**Directions**
Repeat the listing in full, word for word.

Part of a data file:
=-=-=-=-=

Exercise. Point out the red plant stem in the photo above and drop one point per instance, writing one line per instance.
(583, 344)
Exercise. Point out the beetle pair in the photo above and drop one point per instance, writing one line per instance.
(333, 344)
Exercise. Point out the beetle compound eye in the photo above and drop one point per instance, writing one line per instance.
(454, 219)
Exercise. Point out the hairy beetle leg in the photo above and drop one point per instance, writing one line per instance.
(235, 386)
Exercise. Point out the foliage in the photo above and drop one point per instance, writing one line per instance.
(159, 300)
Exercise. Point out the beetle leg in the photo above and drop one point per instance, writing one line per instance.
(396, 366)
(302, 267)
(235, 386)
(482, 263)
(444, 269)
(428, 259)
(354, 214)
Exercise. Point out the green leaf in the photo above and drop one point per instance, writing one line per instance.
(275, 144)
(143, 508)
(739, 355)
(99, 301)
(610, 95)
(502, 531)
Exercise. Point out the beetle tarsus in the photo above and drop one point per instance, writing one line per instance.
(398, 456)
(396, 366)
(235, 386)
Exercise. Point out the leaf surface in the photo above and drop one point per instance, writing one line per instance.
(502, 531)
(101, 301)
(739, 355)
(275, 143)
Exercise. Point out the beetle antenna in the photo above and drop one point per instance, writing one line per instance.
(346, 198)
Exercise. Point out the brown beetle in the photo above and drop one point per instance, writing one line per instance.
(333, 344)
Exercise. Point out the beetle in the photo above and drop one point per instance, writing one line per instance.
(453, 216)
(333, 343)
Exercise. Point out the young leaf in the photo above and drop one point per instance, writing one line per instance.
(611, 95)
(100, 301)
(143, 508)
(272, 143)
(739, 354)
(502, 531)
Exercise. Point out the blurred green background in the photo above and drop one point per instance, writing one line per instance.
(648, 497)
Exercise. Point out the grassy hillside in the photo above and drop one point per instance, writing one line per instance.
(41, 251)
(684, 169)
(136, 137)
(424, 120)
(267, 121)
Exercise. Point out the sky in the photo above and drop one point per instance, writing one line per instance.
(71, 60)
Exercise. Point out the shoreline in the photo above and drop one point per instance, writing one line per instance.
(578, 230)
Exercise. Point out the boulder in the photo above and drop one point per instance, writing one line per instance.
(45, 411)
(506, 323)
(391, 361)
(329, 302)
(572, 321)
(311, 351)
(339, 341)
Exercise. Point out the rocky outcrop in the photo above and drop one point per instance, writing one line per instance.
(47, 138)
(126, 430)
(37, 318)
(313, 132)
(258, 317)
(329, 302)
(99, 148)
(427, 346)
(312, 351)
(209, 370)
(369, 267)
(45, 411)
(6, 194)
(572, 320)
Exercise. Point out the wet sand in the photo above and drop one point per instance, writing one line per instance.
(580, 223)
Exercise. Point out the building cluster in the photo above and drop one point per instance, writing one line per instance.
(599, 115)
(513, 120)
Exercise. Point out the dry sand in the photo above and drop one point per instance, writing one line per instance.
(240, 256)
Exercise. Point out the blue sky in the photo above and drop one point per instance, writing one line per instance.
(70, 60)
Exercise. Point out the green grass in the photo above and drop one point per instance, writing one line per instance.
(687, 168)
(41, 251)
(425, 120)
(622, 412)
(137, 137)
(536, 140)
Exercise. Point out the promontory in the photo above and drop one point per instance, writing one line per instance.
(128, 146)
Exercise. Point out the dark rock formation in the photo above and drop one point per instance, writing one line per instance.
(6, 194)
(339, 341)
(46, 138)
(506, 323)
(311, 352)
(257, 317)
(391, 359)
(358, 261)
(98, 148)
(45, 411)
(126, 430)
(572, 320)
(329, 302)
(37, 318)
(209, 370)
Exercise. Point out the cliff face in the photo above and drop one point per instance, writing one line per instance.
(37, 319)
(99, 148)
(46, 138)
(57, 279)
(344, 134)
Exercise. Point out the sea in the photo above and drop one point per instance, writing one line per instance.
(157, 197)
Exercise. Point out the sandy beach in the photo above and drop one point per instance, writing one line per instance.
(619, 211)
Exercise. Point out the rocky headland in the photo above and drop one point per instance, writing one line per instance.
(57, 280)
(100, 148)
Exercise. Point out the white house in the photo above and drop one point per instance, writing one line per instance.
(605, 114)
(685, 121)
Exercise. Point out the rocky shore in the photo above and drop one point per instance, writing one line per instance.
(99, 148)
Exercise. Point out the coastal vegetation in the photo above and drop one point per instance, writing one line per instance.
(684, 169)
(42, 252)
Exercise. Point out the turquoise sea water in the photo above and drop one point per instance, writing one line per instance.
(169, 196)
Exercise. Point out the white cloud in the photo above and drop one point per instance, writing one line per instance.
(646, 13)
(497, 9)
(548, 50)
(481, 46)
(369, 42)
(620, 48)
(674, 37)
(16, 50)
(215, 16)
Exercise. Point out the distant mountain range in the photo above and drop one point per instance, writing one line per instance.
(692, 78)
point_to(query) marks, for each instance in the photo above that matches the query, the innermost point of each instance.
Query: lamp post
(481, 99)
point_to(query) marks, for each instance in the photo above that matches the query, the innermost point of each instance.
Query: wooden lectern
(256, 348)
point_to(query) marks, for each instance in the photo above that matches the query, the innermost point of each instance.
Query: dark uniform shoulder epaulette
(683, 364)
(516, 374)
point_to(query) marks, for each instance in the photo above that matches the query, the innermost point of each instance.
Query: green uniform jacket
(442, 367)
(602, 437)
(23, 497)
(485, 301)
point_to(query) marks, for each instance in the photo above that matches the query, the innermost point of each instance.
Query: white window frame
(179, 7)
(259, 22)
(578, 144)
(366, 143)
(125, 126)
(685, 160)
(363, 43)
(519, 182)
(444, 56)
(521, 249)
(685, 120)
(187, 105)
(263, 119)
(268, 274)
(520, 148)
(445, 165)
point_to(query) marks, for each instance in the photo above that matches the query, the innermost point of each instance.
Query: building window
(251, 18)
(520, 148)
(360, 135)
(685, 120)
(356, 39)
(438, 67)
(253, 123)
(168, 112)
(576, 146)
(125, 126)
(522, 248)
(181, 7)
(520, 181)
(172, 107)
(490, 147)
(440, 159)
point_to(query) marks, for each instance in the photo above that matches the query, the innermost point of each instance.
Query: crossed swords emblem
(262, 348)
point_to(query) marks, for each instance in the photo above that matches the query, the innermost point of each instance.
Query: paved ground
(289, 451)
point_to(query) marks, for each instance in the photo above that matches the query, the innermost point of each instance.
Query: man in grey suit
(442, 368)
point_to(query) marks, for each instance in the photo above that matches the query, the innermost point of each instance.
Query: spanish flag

=-=-=-=-=

**Complete answer**
Exercise. Point out the red plant stem in the photo above and drop one point per instance, writing one line per instance.
(583, 344)
Exercise. Point out the beetle pair in the photo above and drop one point per instance, writing one line per instance.
(333, 344)
Exercise. Point out the beetle compound eye in the photo above and drop one point per instance, writing one line per instance.
(454, 219)
Exercise. Point out the hairy beetle leg in the photo above and drop one point per instance, writing one line per instance.
(235, 386)
Exercise. Point out the foliage in the photo above and drop one point per instance, writing one line per instance.
(159, 300)
Exercise. Point out the beetle leg in the photo above and drop one point per instance, writing one line per instance.
(396, 366)
(302, 267)
(235, 386)
(482, 263)
(444, 269)
(428, 259)
(354, 214)
Exercise. Point out the green leaf in the photo above and drop one point per instance, writing one line per instance.
(275, 144)
(143, 508)
(739, 355)
(99, 301)
(610, 95)
(502, 531)
Exercise. Point out the beetle tarsus in the photo above and drop one point per instance, writing one line per instance.
(398, 456)
(396, 366)
(235, 386)
Exercise. Point out the leaf surface in the photo above and drop one point per instance, writing one line per instance.
(502, 531)
(101, 301)
(739, 355)
(275, 143)
Exercise. Point out the beetle antenna in the photo above and drop one point per instance, writing one line per instance.
(346, 198)
Exercise. Point out the brown beetle in the photo above and drop one point per instance, writing one line per instance.
(333, 344)
Exercise. Point out the beetle in the photo above and drop one point per instance, writing one line per instance.
(453, 216)
(333, 343)
Exercise. Point out the young leaf in the photo above and drop one point per instance, writing one line per instance.
(611, 95)
(100, 301)
(143, 508)
(272, 143)
(739, 354)
(502, 531)
Exercise. Point out the blurred green background in the photo above and drop one point per instance, writing one line per instance.
(648, 497)
Exercise. Point out the grassy hillside in the photo above and drop one point per instance, writing one line per instance.
(41, 251)
(684, 169)
(136, 137)
(424, 120)
(267, 121)
Exercise. Point out the sky in the photo above and drop one point per instance, writing one line per instance.
(71, 60)
Exercise. Point out the shoreline in the photo above and drop one point per instance, writing one line per instance.
(578, 230)
Exercise. Point out the boulder in the photo above and drop one point per instance, writing one line per instance.
(45, 411)
(506, 323)
(391, 361)
(329, 302)
(572, 321)
(311, 351)
(339, 341)
Exercise. Point out the rocky outcrop in the photo above and drop one point per instance, writing one line per instance.
(47, 138)
(126, 430)
(37, 318)
(313, 132)
(258, 317)
(329, 302)
(99, 148)
(427, 346)
(312, 351)
(209, 370)
(369, 267)
(45, 411)
(6, 194)
(572, 320)
Exercise. Point out the wet sand in the photo above and drop one point per instance, writing one line per instance.
(580, 223)
Exercise. Point out the building cluster in the photo above and drop one point per instance, writing one line per instance.
(599, 115)
(513, 120)
Exercise. Point out the dry sand in the photo above and drop one point per instance, writing one line per instance.
(240, 256)
Exercise. Point out the blue sky in the photo above and drop one point per instance, writing one line per instance.
(70, 60)
Exercise. Point out the green grass in the photo above and drop one point per instance, writing one line per instance.
(687, 168)
(41, 251)
(425, 120)
(622, 412)
(137, 137)
(536, 140)
Exercise. Point out the promontory in the photo above and drop one point per instance, writing one line per instance.
(128, 146)
Exercise. Point out the dark rock formation in the photo above and drop one point per instance, writing one line per instance.
(6, 194)
(339, 341)
(46, 138)
(506, 323)
(311, 352)
(257, 317)
(391, 359)
(358, 261)
(98, 148)
(45, 411)
(126, 430)
(572, 320)
(329, 302)
(37, 318)
(209, 370)
Exercise. Point out the cliff face in the photo above and drop one point per instance, writing one line per instance.
(37, 319)
(99, 148)
(46, 138)
(57, 279)
(344, 134)
Exercise. Point out the sea in the photo above and drop one point per instance, writing one line per instance.
(157, 197)
Exercise. Point out the sandy beach in the photo above and drop one point per instance, writing one line per instance.
(619, 211)
Exercise. Point out the rocky headland in the photo above and drop one point per instance, writing one line per instance.
(57, 280)
(100, 148)
Exercise. Point out the white house in the photo above and drop one point per instance, writing one line per instance.
(605, 114)
(685, 121)
Exercise. Point out the rocky shore in the photo above and drop one point per instance, writing one line per instance.
(99, 148)
Exercise. Point out the coastal vegetation in the photo above and drop one point per instance, writing one line per instance.
(684, 169)
(42, 252)
Exercise. Point out the turquoise sea water in the photo above and drop one point per instance, writing one line per instance.
(169, 196)
Exercise. Point out the white cloud in the photo above and drop one point per instance, writing one line per instance.
(646, 13)
(497, 9)
(548, 50)
(481, 46)
(369, 42)
(620, 48)
(674, 37)
(16, 50)
(215, 16)
Exercise. Point out the distant mountain range in the photo above and drop one point per instance, writing one line per instance.
(692, 78)
point_to(query) marks, for each instance in the photo above that matches the query, the innermost point of each instance.
Query: lamp post
(481, 99)
point_to(query) marks, for each instance in the photo above that matches the query, the innermost point of each instance.
Query: wooden lectern
(256, 348)
point_to(query) marks, for each instance in the photo above that matches the query, the innermost point of each instance.
Query: dark uniform shoulder epaulette
(683, 364)
(516, 374)
point_to(query) marks, for each instance in the photo above that matches the query, the innermost point of each instance.
Query: green uniform jacket
(442, 367)
(602, 437)
(23, 497)
(485, 301)
point_to(query) marks, for each instance in the photo above that matches the query, the innermost point of each instance.
Query: white window frame
(179, 7)
(259, 22)
(578, 144)
(366, 143)
(125, 126)
(685, 160)
(363, 43)
(519, 182)
(444, 56)
(521, 249)
(685, 120)
(187, 105)
(263, 119)
(268, 274)
(520, 148)
(445, 165)
point_to(query) marks, for each instance in the photo above that matches the query, the innermost point of each instance.
Query: building window
(251, 18)
(520, 148)
(360, 135)
(685, 120)
(356, 39)
(438, 67)
(253, 123)
(168, 112)
(576, 146)
(125, 126)
(522, 248)
(181, 7)
(520, 181)
(172, 107)
(490, 147)
(440, 159)
point_to(query) marks, for each instance in the photo above that matches the query, the innermost point of each instance.
Query: crossed swords emblem
(262, 348)
point_to(query) marks, for each instance in the photo above that matches the query, the innermost point of each instance.
Query: paved ground
(289, 451)
point_to(query) marks, for each instance in the photo above that matches the query, the innermost point of each instance.
Query: man in grey suit
(442, 368)
point_to(query) marks, for each instance in the photo above that matches the query, the innermost point of each instance.
Query: spanish flag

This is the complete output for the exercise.